--- STUDY TEXT ---
**********

There is not much to say for the story, save that it has not one but two contrived backstories to weakly justify its premise. The cast are all shoujo-manga clichés, but the dialogue can be funny. It has competent English voice actors, but a shoddy English translation, a combination I will forever find inexplicable.
Most styling matches are decided by the software, which seems to rate each item worn by itself; as a result, the winning outfits are often garish messes that pile on accessories with no regards for composition. And sometimes I cannot understand what they want, resulting in a lot of tryal-and-error (helped by how the game remembers your best-scoring outfit). There are however two side games in which players rate each others' creations, and they show a very inventive player base.
The starting stages are easy, with difficulty ramping up and side-games opening as you progress. The starter outfits are the most basic, but the game is set up to give you a few of the more intricate items from very early on. In time you will have to craft specific items, which requires grinding out past matches; fortunately you can do in one button any matches you have mastered. Attempts are limited by real time, but can be exceeded by spending diamonds, the game's most valuable currency.

**********

--- WHAT TO WORK ON ---
• a. From the first paragraph of the game review, list every complaint it makes about the story, the cast, and the English localization.
• b. Write the next paragraph of the game review, picking up after its last sentence.

**********

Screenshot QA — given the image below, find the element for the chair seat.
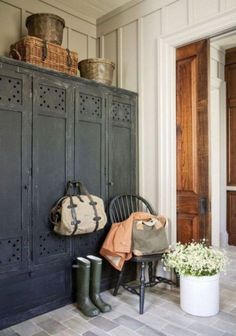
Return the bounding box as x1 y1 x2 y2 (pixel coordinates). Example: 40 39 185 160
130 252 163 263
109 195 174 314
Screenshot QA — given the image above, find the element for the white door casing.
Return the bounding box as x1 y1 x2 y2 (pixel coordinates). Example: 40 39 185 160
156 11 236 244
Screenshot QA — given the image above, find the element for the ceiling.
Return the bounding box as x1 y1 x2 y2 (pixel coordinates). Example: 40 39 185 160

**********

--- RESULTS ---
• a.
- The story has two contrived backstories that weakly justify its premise.
- The cast are all shoujo-manga clichés.
- The English translation is shoddy.

• b.
The game cajoles players from the start with paid packages of currency or unique items, and you can only get the most stand-out outfits by paying (either they are sold directly, or through limited-time events that require a lot of diamonds to clear). However this system gives free players versatility, as they can carefully use their more limited diamonds when they come to blocks in progression or outfits they really want. Whatever you want to spend, I suggest taking a patient approach, as it is a game to play gradually for the long term.
The biggest missed opportunity is that there is little player interaction. There is no shared world in which they can meet, and the Stylists' Associations (player guilds) feel more like another side-game with a chat channel. The fanbase is welcoming, but you will have to turn to websites like Reddit to find it. It's a good online game, but a very single-player one.